Task directions: Rewrite all of the records below, replacing "put a point on" with "place a marker on" at each occurrence and leaving all other text unchanged.

^^^^^^^^^^^^^^^^

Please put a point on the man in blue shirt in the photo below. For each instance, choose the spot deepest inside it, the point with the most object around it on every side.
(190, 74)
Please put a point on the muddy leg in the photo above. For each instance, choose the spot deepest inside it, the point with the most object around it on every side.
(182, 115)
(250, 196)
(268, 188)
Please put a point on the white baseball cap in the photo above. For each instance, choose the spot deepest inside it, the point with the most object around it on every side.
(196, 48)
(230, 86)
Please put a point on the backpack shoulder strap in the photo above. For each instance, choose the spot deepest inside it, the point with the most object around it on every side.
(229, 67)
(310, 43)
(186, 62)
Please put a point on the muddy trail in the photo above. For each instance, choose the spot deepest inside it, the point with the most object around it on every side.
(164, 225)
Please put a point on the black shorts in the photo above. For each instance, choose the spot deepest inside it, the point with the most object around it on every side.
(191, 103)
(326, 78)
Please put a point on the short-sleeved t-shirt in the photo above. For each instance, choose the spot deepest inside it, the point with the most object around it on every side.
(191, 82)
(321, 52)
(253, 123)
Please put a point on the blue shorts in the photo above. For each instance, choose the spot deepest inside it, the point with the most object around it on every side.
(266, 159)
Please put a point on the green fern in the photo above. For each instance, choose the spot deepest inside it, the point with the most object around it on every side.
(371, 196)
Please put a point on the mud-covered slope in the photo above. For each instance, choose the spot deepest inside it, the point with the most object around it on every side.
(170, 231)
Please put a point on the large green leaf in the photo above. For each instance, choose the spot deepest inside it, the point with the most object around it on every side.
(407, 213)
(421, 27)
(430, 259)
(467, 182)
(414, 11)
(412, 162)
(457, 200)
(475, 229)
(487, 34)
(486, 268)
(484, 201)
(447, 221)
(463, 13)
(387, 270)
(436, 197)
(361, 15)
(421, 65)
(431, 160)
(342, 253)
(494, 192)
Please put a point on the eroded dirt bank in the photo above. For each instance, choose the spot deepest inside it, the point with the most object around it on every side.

^^^^^^^^^^^^^^^^

Reply to the task:
Please place a marker on the man in blue shirt in the photo below. For each instance, choose the spot deepest inside it, the point with the most object around it on every side.
(190, 74)
Please place a marker on the muddy leg in the photo above. For each instance, choose the spot deepest inside it, the point with the most object around it on every side.
(182, 115)
(250, 196)
(268, 188)
Please place a marker on the white baseball cap in the photo above. For each instance, choose the spot deepest inside it, the point with the most object around it on every side.
(196, 48)
(230, 86)
Please place a marker on the backpack shoulder strap in the photo above. For each instance, choose the spot deepest inside it, the point with the most object around it on every side.
(229, 67)
(310, 43)
(186, 62)
Please place a marker on the muddy trail in the photo above. For each instance, choose the spot deepest inside it, the point with the most object around it on every side.
(164, 225)
Please place a marker on the black shorts in the photo above. For each instance, choose the spot deepest inside it, the point with the most object around it on every side.
(191, 103)
(326, 78)
Please place a marker on the short-sleeved t-shirt in the photo above. For each instance, choose the spot deepest inside it, the point with the most object around it on every side.
(191, 82)
(321, 52)
(253, 123)
Please place a marker on the blue shorts in the photo above. For each instance, choose the spot deepest inside it, the point with the most object around it on every side.
(266, 159)
Please place a marker on the green fern in the photo above. For each instance, choose the spot deepest inside it, the point with the most object around it on every side.
(371, 196)
Please place a marker on the mud-covered slope in the photo above. For each instance, choose the spot deepest inside it, the point with the most object around it on every side.
(170, 231)
Please place a marker on the large green leaf in the photo above. For each instance, choose the spot deepest inside it, the point with the most object around it on every side.
(407, 213)
(421, 27)
(430, 259)
(467, 182)
(414, 11)
(412, 162)
(457, 200)
(475, 229)
(487, 34)
(486, 268)
(484, 201)
(447, 221)
(463, 13)
(387, 270)
(436, 197)
(361, 15)
(421, 65)
(431, 160)
(342, 253)
(494, 192)
Please place a marker on the eroded dirt bank in the photo above. For each instance, choose the spot deepest inside it, the point with the most object around it on every side.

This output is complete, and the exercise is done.